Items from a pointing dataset

────

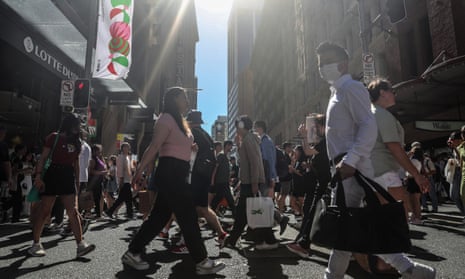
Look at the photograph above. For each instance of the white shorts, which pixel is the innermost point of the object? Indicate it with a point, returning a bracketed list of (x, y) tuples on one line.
[(389, 179)]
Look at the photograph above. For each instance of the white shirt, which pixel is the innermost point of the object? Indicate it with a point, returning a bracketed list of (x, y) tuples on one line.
[(123, 168), (84, 159), (350, 124)]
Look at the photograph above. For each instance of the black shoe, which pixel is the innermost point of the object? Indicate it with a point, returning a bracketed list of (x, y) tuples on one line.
[(283, 224)]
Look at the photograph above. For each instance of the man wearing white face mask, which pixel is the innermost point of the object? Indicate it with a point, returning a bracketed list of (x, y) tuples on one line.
[(351, 133)]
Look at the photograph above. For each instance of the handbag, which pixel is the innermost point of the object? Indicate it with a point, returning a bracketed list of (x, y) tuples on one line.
[(86, 200), (260, 212), (33, 195), (374, 229)]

────

Can you reproduce every line of the items above word for word, leaving the pictures out of your answer?

### RESULT FOR THIS EXERCISE
Look at the photograph above. For each instance of the white shorts, which pixel is the innermost point of the object? Indicate it with a point, returning a bracketed list of (x, y) tuples on one line.
[(389, 179)]
Look at the photograph above. For each instance of the white shirt, which pixel is the innermost point of the object? Indicate it with a point, returning a bracketed list of (x, y) tuples on one line.
[(123, 168), (84, 159), (350, 124)]
Look at the photograph above. For each instance of the black shoe, which pixel is the innermost point of the object? Indicate it with a point, returning a bracketed list of (x, y) tuples on one line.
[(283, 224)]
Look at the photograph above. For each instance of the man wearing white face mask, which pixel is the innermost point of the object? Indicate it with a point, returning a bracketed list of (x, y) tuples on one line.
[(351, 133)]
Look at the photograph above. For each instance of the handbag, which pixel is the innermost point of the object? Indicate it with a point, returning a bracketed list of (x, y) tuples on one line.
[(86, 200), (260, 212), (33, 195), (374, 229)]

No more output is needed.